Given problem → Output all of the entries below precisely as written.

-=-=-

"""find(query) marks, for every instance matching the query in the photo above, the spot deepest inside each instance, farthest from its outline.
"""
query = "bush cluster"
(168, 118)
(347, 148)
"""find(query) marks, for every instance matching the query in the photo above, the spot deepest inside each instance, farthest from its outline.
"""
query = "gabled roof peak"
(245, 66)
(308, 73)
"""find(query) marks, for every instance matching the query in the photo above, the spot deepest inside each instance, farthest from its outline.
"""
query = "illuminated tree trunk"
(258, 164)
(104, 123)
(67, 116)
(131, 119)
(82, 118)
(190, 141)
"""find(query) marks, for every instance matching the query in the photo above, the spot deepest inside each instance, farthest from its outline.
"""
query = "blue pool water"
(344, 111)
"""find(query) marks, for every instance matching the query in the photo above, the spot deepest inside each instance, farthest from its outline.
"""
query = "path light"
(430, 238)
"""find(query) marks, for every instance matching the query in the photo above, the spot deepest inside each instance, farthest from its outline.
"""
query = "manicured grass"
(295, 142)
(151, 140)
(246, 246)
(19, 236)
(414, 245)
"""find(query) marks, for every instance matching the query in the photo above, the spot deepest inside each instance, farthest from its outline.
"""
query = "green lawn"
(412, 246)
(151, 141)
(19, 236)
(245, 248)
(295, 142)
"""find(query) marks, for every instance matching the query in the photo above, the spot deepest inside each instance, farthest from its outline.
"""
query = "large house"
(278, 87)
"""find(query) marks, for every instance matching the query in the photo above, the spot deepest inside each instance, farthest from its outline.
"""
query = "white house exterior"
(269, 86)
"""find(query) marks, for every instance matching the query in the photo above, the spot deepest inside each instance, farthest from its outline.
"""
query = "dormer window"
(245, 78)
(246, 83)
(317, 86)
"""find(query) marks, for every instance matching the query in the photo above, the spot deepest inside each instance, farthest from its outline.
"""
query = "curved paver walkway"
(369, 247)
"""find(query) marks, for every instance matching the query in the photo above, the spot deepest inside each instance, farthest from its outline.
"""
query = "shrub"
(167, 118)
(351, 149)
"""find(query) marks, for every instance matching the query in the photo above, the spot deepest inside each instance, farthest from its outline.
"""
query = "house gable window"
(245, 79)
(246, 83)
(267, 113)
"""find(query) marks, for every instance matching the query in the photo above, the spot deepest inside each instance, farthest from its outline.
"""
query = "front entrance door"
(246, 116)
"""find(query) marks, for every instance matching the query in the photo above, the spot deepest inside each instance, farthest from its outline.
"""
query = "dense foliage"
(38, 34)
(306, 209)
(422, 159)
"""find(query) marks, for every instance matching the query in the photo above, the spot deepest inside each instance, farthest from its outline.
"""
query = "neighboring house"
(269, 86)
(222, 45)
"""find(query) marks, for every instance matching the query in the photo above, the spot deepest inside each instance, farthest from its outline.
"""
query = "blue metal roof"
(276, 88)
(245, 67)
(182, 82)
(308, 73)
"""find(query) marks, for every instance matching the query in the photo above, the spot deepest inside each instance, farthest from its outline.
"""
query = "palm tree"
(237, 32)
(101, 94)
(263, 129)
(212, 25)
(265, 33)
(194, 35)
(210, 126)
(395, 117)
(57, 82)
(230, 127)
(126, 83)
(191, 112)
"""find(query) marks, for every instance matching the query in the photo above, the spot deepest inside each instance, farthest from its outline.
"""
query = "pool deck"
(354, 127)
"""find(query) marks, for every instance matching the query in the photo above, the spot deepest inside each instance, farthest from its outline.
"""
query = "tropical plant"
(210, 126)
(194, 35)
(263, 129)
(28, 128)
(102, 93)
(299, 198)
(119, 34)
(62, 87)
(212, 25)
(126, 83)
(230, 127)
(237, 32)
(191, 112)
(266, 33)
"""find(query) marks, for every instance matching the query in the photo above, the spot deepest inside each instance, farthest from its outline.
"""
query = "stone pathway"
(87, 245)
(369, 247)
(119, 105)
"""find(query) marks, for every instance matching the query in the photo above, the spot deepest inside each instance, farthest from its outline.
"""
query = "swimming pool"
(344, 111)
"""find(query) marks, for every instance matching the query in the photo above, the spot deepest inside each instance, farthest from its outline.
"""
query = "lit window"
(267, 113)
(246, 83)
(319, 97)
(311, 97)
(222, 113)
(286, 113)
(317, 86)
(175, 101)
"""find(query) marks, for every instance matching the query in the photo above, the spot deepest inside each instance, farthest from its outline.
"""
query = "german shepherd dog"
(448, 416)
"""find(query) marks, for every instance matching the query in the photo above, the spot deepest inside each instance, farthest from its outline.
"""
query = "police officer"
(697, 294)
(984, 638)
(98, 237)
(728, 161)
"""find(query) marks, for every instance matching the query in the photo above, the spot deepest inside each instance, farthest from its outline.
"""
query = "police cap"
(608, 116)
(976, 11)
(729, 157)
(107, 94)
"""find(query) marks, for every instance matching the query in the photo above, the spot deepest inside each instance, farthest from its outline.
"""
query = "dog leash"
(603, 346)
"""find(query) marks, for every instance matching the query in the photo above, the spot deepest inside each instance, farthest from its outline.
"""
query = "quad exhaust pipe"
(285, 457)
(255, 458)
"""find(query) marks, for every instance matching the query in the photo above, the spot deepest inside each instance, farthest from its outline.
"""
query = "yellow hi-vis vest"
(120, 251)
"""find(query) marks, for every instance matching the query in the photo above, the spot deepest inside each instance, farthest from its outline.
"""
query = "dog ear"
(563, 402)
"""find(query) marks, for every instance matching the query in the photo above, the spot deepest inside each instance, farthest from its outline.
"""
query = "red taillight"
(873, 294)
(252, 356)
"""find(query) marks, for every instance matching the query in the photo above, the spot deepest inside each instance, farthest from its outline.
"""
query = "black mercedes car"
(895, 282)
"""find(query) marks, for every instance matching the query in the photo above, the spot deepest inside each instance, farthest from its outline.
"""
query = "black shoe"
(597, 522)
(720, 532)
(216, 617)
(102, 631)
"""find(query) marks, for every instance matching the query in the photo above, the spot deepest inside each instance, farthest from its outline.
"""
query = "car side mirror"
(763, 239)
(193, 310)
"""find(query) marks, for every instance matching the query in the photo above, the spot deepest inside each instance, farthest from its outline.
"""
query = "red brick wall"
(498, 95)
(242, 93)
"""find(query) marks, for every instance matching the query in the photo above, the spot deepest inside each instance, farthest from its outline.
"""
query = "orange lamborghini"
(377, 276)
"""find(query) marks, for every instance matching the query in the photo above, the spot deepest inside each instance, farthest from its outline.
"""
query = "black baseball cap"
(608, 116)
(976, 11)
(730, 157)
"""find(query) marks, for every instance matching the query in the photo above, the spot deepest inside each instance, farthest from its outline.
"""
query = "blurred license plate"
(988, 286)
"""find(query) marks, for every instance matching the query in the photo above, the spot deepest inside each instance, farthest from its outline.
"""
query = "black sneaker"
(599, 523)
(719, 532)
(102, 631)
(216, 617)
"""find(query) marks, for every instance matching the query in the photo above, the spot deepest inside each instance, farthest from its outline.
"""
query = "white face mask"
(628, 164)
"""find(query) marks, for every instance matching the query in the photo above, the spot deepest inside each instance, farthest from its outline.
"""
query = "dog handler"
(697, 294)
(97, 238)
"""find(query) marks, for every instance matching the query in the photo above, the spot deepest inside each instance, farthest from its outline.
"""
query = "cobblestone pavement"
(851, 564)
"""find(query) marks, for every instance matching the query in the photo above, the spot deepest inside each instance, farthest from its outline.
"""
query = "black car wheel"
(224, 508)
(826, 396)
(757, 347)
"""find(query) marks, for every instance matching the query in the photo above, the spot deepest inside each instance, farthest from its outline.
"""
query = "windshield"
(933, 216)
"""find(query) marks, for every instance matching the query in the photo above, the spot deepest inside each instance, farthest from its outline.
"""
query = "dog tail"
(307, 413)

-=-=-

Task answer →
"""find(query) marks, for every instance matching the query in the photo above, the spot deepest inside each instance, farthest from its outline.
"""
query = "bush cluster"
(168, 118)
(347, 148)
"""find(query) marks, for every instance matching the query in the photo above, the spot deepest inside each instance, farthest from its outline.
"""
query = "gabled roof peak"
(245, 66)
(308, 73)
"""find(query) marks, for every instance matching the query in the photo above, the spot deepest inside each instance, farthest from its outline.
"""
query = "illuminated tree trunk"
(258, 164)
(104, 123)
(67, 116)
(131, 119)
(82, 118)
(190, 141)
"""find(query) marks, for every instance matching the query in the photo above, the spot deepest inside each instance, farthest from its outline.
"""
query = "blue pool water"
(344, 111)
"""find(query) marks, for every instance matching the query in the photo above, the spot deepest inside each instance, farthest from its outline.
"""
query = "path light"
(430, 238)
"""find(query) marks, for every instance matching the query in the photo above, the spot deepest inside each instance, farthest from its outline.
"""
query = "manicured grass"
(295, 142)
(151, 140)
(246, 246)
(19, 236)
(414, 245)
"""find(query) marks, for every instance matching the query in the photo above, the spot deepest inside each instance, farthest from its outline.
"""
query = "green lawn"
(412, 246)
(151, 141)
(19, 236)
(245, 248)
(295, 142)
"""find(query) marks, for every instance matching the query in the photo above, the spot deepest inside each instance, farthest from its outline.
"""
query = "large house"
(278, 87)
"""find(query) marks, for every instance matching the query in the photo above, the spot deepest inside each instance, farthest from its outline.
"""
query = "white house exterior"
(269, 86)
"""find(query) marks, for every instance matching the query in the photo above, the spot deepest inside each instance, farthest from its outline.
"""
query = "dormer window"
(245, 78)
(246, 83)
(317, 86)
"""find(query) marks, for every instance matching the query in the photo above, the spot deepest inside each instance, farthest from its outline.
"""
query = "curved paver walkway"
(369, 247)
"""find(query) marks, for every instance matching the query in the photo above, the spot deepest inside each instance, farthest from its outline.
"""
query = "shrub"
(167, 118)
(351, 149)
"""find(query) marks, for every instance matching the query in the photo above, the spot deepest inside each instance, farthest from its outline.
"""
query = "house gable window"
(245, 79)
(246, 83)
(267, 113)
"""find(query) marks, for every instance matching the query in the photo above, the spot deepest inside each instance, farthest from its outline.
"""
query = "front entrance door"
(246, 116)
"""find(query) marks, for every instance matching the query in the photo above, the spot deepest inside each instance, farthest from its outline.
"""
query = "dense foliage"
(38, 34)
(306, 209)
(422, 159)
"""find(query) marks, for every instance matching the query in the photo above, the spot deepest inside each instance, farthest from its outline.
"""
query = "neighboring house"
(269, 86)
(222, 45)
"""find(query) marks, for every instance matching the query in the photo above, the spot deepest inside each instance, farthest from its outline.
"""
query = "blue metal roof"
(276, 88)
(245, 67)
(182, 82)
(308, 73)
"""find(query) marks, for every instance matching the query in the photo above, the spot deepest inside each instance, farthest from its outline.
"""
query = "palm tree"
(237, 32)
(101, 94)
(263, 129)
(212, 25)
(265, 33)
(194, 35)
(210, 126)
(395, 117)
(57, 82)
(230, 127)
(126, 83)
(191, 112)
"""find(query) marks, for every instance matching the query in the photo above, the spot deepest inside each instance, farthest from its outline.
"""
query = "pool deck"
(354, 127)
"""find(query) marks, for every instance matching the query in the photo above, the spot deepest inside each instance, farthest from its outline.
"""
query = "tropical plant"
(210, 126)
(194, 35)
(263, 129)
(28, 128)
(102, 93)
(299, 198)
(119, 34)
(62, 87)
(212, 25)
(126, 83)
(230, 127)
(237, 32)
(191, 112)
(266, 33)
"""find(query) marks, for every instance matching the query in the photo above, the spot deepest inside each instance, farthest from its outline.
"""
query = "stone pathway"
(87, 245)
(369, 247)
(119, 105)
"""find(query) marks, for every instance matching the query in the photo above, the spot deepest inside each instance, farthest from its outline.
"""
query = "swimming pool"
(344, 111)
"""find(query) marks, for every instance matching the query in the photo above, the spot deepest inside each instance, farthest from its outline.
"""
query = "lit window"
(267, 113)
(246, 83)
(319, 97)
(311, 97)
(222, 113)
(286, 113)
(317, 86)
(175, 101)
"""find(query) marks, for every instance matching the query in the photo above, the spot deepest inside each instance, farthest from its outline.
"""
query = "german shepherd dog"
(448, 416)
"""find(query) marks, for every instance matching the query in the photo above, the spot deepest inside each instance, farthest from its outline.
"""
query = "police officer"
(697, 294)
(984, 638)
(98, 237)
(728, 161)
"""find(query) marks, for every instance matching the query in the photo above, the spot deepest inside each instance, farthest from its outline.
"""
query = "police cap"
(608, 116)
(976, 11)
(729, 157)
(107, 94)
"""find(query) marks, for every instance matching the query in the photo above, the spot deepest inside each instance, farthest from its outline.
"""
query = "dog leash"
(603, 346)
"""find(query) marks, for every instance matching the query in the photo above, the spot deepest inside each instance, farthest from its outline.
"""
query = "quad exhaust pipe"
(285, 457)
(255, 458)
"""find(query) marks, for every instance matching the query in the photo above, the spot deepest inside each instance, farthest from its outline.
"""
query = "yellow hi-vis vest"
(120, 251)
"""find(query) marks, for every instance matching the query in the photo above, the spot deepest inside each instance, farthest from its outline.
"""
query = "dog ear"
(563, 402)
"""find(query) marks, for every instance matching the query in the photo above, the spot deepest inside each instance, farthest from its outline.
"""
query = "red taillight"
(873, 294)
(252, 356)
"""find(query) marks, for every instance matching the query in the photo above, the spot deepest inside each instance, farthest from its outline.
"""
query = "black mercedes car"
(895, 282)
"""find(query) marks, for every instance matching the query in the photo above, the spot deepest inside each instance, farthest from its outline.
"""
query = "black shoe"
(597, 522)
(720, 532)
(216, 617)
(102, 631)
"""find(query) marks, for every instance matching the query in the photo above, the spot deepest inside each instance, farthest from its outline.
"""
query = "car side mirror"
(763, 239)
(193, 310)
"""find(query) marks, for every instance matching the query in the photo above, the spot deepest inside each instance, farthest from its outline.
"""
query = "red brick wall"
(498, 95)
(242, 93)
"""find(query) marks, for every instance matching the query in the photo above, the spot deepest inside each instance, farthest from its outline.
"""
query = "orange lamborghini"
(377, 276)
"""find(query) marks, for every instance matching the query in the photo above, the spot deepest inside each instance, farthest from its outline.
"""
query = "black baseball cap"
(608, 116)
(976, 11)
(730, 157)
"""find(query) marks, for every instance matching the query in the photo above, the spot deepest inside each instance, farthest from its outline.
"""
query = "blurred license plate"
(988, 286)
"""find(query) marks, for every instance matching the query in the photo above, the spot deepest inside each instance, farthest from its outline.
"""
query = "black sneaker"
(599, 523)
(719, 532)
(102, 631)
(216, 617)
"""find(query) marks, for every instance matching the query in the photo above, the spot deepest inside each instance, farthest from its outline.
"""
query = "white face mask"
(628, 164)
"""find(query) marks, for every instance matching the query in the photo above, the spot deepest inside each instance, farthest from its outline.
"""
query = "dog handler"
(697, 294)
(97, 238)
"""find(query) marks, for every instance matching the query in the photo above, the spot deepest inside each instance, farthest from its outline.
"""
query = "cobblestone pavement"
(851, 564)
"""find(query) marks, for every instance matching the query in the photo above, the spot deepest inside each instance, farthest from its outline.
"""
query = "black car wheel"
(224, 508)
(826, 396)
(757, 347)
"""find(query) marks, for every instance matching the query in the photo above, the spot deepest inside each instance, farthest from its outline.
"""
query = "windshield"
(933, 216)
"""find(query) marks, for every instance matching the query in the photo above, the spot deepest inside each instance, farthest from its outline.
"""
query = "dog tail"
(307, 413)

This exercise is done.